• [Work to be completed]: Copy out the stretch of the data from the line containing "det: two-story house" through the line containing "[575,132,604,167]", leaving every line unchanged.

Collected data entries
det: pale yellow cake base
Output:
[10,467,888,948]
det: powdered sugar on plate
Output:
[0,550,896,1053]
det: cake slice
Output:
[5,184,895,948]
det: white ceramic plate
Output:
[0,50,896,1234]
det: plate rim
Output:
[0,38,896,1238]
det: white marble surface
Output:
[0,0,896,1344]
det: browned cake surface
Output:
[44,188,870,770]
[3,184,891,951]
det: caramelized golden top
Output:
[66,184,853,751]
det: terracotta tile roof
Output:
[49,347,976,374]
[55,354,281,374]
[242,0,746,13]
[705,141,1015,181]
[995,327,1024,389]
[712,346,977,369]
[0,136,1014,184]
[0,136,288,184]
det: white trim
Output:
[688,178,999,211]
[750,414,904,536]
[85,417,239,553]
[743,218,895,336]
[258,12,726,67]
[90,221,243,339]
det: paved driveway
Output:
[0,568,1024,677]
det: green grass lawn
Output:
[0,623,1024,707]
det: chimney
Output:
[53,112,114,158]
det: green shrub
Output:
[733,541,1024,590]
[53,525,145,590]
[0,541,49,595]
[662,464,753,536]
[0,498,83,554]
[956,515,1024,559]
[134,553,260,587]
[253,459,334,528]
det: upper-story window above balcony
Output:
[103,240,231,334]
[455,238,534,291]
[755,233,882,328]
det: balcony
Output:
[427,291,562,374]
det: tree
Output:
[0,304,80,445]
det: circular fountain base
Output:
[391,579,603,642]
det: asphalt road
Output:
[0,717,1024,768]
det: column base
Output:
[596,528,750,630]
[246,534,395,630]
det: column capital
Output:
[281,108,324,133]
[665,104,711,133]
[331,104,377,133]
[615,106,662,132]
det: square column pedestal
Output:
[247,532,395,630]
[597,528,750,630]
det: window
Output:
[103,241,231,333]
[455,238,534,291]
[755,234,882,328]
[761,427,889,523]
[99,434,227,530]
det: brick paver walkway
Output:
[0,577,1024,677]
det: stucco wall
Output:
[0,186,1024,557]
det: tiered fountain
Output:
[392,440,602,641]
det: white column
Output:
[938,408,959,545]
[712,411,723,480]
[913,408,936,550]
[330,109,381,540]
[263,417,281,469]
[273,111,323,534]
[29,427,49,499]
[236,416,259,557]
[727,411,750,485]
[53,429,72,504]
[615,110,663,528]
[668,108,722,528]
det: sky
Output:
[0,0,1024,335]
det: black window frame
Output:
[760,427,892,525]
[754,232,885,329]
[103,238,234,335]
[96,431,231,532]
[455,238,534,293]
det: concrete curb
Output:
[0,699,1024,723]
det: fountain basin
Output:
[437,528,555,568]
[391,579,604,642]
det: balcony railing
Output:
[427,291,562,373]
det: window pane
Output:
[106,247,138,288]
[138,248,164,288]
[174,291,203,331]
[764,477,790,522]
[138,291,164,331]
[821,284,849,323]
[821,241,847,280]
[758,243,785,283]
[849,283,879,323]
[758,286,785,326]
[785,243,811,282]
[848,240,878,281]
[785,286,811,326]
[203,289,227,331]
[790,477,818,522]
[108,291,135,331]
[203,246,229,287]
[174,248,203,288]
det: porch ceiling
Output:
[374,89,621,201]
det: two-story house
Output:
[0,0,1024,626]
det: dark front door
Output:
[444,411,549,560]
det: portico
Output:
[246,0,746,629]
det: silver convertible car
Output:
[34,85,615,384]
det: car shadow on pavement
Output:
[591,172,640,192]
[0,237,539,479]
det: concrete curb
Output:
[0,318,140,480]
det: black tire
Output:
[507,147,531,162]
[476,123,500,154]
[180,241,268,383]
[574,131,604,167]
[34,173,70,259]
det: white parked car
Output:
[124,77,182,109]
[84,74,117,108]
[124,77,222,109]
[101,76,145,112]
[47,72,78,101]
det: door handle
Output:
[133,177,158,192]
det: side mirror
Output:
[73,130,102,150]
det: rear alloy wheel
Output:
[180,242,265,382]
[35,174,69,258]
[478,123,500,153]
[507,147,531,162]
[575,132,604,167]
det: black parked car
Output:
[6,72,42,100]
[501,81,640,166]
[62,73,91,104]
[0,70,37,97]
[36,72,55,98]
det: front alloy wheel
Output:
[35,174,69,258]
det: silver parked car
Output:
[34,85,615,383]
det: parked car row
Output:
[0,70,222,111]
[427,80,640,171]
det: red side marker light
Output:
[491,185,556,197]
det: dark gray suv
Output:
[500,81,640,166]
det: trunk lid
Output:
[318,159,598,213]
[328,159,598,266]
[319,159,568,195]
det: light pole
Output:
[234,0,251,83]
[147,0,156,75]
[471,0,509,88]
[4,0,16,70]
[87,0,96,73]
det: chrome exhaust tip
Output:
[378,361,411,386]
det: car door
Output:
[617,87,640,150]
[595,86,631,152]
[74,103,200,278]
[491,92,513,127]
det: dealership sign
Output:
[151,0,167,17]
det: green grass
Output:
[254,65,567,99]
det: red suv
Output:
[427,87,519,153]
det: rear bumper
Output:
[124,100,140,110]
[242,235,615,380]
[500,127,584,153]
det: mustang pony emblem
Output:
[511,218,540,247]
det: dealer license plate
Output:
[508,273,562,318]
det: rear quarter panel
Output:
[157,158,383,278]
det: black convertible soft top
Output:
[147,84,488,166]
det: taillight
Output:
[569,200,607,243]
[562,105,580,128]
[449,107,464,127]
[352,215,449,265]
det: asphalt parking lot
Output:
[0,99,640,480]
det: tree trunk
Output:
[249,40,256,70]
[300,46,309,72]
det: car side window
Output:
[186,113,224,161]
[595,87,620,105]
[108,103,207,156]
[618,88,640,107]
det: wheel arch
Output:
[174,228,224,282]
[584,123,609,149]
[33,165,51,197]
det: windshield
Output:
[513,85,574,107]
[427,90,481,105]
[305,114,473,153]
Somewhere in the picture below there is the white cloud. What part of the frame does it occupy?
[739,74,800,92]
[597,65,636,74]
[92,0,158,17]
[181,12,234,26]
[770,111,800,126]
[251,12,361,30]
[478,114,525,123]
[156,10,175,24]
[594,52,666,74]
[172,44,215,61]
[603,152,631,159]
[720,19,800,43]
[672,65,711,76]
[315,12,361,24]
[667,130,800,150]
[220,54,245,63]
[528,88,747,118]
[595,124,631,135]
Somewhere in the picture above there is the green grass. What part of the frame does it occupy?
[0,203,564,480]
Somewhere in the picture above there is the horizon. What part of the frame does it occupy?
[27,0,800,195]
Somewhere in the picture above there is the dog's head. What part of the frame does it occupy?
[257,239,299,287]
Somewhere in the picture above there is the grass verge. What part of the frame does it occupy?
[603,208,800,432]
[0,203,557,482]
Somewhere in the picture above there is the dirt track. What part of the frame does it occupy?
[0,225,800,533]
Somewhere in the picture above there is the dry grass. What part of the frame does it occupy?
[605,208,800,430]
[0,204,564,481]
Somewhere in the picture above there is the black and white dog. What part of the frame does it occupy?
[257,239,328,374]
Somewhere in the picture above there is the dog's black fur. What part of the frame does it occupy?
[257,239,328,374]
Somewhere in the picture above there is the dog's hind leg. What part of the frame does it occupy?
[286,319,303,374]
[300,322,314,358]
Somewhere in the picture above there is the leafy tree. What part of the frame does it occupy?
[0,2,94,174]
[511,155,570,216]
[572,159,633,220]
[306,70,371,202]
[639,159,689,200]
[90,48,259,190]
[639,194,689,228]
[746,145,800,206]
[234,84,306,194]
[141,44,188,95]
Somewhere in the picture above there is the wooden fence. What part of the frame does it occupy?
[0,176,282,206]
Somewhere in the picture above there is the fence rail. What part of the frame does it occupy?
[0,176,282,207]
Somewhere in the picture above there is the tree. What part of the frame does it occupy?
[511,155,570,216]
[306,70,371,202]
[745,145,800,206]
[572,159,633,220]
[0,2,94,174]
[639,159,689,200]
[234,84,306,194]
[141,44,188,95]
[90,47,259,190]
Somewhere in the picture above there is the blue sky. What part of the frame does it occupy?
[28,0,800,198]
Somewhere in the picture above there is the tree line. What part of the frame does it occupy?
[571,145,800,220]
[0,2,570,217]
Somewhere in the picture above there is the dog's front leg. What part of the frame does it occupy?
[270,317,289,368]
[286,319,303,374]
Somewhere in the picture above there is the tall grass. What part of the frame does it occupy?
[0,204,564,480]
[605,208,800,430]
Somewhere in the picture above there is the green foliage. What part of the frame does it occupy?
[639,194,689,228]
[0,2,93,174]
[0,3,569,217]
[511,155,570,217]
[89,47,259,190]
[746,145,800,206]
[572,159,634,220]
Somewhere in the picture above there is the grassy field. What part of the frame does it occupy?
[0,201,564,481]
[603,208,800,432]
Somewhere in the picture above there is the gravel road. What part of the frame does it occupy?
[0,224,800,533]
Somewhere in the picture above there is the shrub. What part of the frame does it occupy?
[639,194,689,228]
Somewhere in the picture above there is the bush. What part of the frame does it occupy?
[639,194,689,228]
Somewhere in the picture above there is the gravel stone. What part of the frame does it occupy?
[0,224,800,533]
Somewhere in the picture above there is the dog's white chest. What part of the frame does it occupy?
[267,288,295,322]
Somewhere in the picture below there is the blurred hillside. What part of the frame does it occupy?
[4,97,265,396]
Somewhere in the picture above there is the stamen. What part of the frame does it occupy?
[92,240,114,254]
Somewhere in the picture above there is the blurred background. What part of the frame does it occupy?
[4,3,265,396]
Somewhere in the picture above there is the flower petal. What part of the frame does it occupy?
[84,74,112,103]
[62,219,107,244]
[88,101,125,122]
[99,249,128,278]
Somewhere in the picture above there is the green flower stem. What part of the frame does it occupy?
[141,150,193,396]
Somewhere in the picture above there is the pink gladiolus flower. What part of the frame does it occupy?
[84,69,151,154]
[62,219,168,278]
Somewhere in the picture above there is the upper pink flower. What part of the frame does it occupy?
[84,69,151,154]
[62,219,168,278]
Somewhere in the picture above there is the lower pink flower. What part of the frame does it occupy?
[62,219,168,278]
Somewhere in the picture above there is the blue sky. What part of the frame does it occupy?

• [Final result]:
det: two-story house
Output:
[0,0,1024,626]
det: dark front door
Output:
[444,411,549,560]
det: portico
Output:
[246,0,746,629]
det: silver convertible car
Output:
[34,85,615,384]
det: car shadow on pavement
Output:
[591,172,640,192]
[0,237,539,479]
det: concrete curb
Output:
[0,318,140,480]
det: black tire
Output:
[507,147,531,162]
[476,123,500,154]
[180,241,268,383]
[574,131,604,167]
[34,173,70,259]
det: white parked car
Output:
[124,77,182,109]
[84,74,117,108]
[124,77,222,109]
[101,76,145,112]
[47,72,78,101]
det: door handle
Output:
[133,177,158,192]
det: side mirror
Output:
[73,130,102,150]
det: rear alloy wheel
Output:
[180,242,265,382]
[35,174,69,258]
[478,123,500,153]
[507,147,531,162]
[575,132,604,167]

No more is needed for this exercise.